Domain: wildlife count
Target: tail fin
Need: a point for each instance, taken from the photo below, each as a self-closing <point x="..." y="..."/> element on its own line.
--
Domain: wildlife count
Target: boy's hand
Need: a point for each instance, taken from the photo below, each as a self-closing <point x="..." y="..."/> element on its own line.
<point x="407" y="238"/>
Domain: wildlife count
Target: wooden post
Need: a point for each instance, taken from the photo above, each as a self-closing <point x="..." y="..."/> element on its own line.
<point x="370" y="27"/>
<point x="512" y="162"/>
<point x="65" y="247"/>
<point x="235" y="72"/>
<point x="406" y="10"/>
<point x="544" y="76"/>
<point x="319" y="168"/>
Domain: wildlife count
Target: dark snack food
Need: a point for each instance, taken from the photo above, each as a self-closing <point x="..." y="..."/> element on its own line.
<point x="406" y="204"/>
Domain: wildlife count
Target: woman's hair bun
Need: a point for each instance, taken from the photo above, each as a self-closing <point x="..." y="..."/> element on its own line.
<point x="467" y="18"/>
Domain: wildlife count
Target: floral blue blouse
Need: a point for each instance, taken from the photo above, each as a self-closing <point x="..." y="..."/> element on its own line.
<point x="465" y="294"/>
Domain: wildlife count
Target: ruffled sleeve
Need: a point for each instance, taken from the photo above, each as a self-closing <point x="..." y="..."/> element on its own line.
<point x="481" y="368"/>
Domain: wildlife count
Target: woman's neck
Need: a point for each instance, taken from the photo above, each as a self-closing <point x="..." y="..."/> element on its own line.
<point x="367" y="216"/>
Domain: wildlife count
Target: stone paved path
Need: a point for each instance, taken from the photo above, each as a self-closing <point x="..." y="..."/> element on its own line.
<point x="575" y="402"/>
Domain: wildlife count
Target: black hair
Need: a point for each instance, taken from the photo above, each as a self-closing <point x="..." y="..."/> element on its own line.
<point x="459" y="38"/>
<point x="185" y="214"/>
...
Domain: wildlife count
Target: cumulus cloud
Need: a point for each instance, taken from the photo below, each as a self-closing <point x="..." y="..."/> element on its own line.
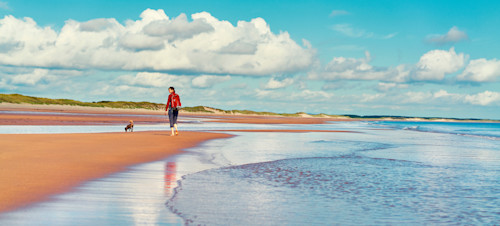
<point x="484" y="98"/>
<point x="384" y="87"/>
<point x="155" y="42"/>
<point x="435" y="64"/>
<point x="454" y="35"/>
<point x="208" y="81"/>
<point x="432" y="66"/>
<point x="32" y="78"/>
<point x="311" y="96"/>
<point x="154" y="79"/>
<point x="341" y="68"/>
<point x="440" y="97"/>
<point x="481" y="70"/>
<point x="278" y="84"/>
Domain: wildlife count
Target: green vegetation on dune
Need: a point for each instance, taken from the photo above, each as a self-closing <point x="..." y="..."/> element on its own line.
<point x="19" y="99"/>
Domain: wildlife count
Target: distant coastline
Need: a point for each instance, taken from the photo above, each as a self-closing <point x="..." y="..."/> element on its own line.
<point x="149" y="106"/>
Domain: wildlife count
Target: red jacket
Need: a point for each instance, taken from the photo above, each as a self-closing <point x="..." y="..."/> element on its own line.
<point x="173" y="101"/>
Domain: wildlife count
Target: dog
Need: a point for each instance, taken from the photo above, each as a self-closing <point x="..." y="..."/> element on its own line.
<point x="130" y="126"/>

Problem requirements =>
When a line in the material above holds the word "woman", copy that line.

Expected answer =>
Target: woman's hair bun
Target: woman's neck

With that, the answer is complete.